[BEGIN Selected excerpt]
Hi so this is my case and I don't know what to do usually I'm good in handle these kinda of situations but this is so new to me I can't. I come from a family that struggles with alcohol and my husbands family struggle with it to however me and him have never been the issues it's always been his brother of my mother not is directly.

But ever since I got a new job it has given me less time to go out and party with friends and get drunk then crawl into work Hungover and he works in the navy and recently they have been cracking down on taking the drunken sailor reputation off. But I've noticed and this is the 2nd time he had done this, every time we drink I feel as if I'm in more control of myself and usually I'm the more sober one because I don't like waking up with a hand over or feel the full effects of drinking a lot, but when he is just tipsy or "sobering up" he becomes so overly defensive and then to me disrespectful. He never talks to me with such disrespect and it is a very mature guy and we have drank together but he never acts this immature but lately I've noticed when he begins to sober up he almost becomes a child.
[END Selected excerpt]
_Required actions_.
**A)** Render this sentence from the post about a husband's behavior after drinking into Spanish: "Hi so this is my case and I don't know what to do usually I'm good in handle these kinda of situations but this is so new to me I can't."
**B)** Summarize the post about a husband's behavior after drinking in two sentences.
**C)** Write the next few sentences of the post about a husband's behavior after drinking, picking up right after its final sentence.
The material that follows has no connection to the post about drinking and a husband's behavior.
[BEGIN Data entries]
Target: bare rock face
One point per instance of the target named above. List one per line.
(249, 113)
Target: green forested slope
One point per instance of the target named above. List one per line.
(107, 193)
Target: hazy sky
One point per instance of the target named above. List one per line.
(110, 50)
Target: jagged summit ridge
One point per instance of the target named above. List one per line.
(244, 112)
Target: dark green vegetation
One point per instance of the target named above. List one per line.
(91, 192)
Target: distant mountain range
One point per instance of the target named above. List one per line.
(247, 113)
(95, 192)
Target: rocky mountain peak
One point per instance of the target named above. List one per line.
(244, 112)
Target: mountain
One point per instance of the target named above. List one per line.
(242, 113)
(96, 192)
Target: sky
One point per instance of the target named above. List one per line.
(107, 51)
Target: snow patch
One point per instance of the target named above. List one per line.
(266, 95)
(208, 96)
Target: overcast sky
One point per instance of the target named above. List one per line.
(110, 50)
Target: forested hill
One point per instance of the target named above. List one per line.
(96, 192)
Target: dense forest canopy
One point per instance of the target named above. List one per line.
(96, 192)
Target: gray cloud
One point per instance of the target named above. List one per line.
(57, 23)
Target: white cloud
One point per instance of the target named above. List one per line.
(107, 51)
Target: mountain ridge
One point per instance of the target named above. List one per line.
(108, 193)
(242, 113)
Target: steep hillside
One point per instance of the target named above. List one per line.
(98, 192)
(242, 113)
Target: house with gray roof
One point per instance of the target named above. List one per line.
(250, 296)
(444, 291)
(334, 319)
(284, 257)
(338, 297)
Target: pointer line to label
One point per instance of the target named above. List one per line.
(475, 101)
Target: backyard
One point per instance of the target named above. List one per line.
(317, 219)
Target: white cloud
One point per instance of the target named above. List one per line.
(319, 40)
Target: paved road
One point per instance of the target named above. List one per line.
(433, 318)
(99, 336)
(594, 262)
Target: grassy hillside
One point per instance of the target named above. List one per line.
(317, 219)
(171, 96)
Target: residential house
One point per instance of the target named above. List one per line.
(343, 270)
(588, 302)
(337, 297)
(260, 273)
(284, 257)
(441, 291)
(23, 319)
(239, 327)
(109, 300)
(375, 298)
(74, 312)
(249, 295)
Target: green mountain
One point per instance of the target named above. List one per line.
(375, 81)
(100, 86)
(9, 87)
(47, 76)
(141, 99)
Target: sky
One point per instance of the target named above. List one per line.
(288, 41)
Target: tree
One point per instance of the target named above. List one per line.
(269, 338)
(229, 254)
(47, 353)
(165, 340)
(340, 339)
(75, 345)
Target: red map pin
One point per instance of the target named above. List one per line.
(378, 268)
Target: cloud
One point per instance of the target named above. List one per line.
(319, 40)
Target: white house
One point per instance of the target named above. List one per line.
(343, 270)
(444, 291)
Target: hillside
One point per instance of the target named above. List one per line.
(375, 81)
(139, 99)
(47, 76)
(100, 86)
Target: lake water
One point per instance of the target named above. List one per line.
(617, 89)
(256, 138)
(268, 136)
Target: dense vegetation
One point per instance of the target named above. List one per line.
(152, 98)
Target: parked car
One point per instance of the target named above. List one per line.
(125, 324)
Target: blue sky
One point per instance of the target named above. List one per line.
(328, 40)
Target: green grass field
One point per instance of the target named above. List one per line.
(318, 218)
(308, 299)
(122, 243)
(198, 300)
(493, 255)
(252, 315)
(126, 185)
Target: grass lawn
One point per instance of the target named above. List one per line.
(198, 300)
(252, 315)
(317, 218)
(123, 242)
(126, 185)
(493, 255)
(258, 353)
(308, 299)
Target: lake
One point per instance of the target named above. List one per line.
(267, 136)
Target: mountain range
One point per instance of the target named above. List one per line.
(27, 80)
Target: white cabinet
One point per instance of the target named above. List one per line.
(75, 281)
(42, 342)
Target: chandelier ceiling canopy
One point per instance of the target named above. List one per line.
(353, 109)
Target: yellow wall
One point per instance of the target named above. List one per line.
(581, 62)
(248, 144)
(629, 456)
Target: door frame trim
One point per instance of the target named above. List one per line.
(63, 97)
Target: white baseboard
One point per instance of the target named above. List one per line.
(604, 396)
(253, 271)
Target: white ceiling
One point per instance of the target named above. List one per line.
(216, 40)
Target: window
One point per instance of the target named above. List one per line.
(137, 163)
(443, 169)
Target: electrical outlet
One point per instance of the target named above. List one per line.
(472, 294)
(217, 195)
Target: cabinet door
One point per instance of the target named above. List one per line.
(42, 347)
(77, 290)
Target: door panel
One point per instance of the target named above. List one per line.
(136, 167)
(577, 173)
[END Data entries]
_Responses_.
**A)** Hola, este es mi caso y no sé qué hacer; normalmente se me da bien manejar este tipo de situaciones, pero esto es tan nuevo para mí que no puedo.

**B)** The writer explains that both their own family and their husband's family struggle with alcohol, though the couple has never been the problem, and that a new job and a Navy crackdown on drinking have cut back their partying. Still, the writer has noticed for the second time that when the husband is tipsy or sobering up, he turns defensive, disrespectful, and almost childish, which is unlike his usual mature self.

**C)**
The first scenario; we go to bed after having some wine for dinner and he had a couple of IPAs and when we go to bed and get gets on top of me for a hug I'm very petite so he is crushing me so I push him off gently and he flips out saying "don't ever push. DONT. EVER. PUSH. ME. Do you understand me" he says it in such a demanding and demeaning tone and I not a woman to me talked back to and so I get tell him " I didn't push you, you were just a little heavy I me but you will not talk to me like that." And then it escalated to him ignoring me or giving me attitude (sounds childish huh) but the fight escalated because I leave the room because I'm not going to put up with his attitude and then he gets even more upset and says I'm being a B** and a C** and I did literally nothing and it gets so bad to the point where I'm crying because I'm so confused on how he got so angry but then when he really is sober he will just ignore me until either the next morning and say sorry or I make the first move and say I'm sorry.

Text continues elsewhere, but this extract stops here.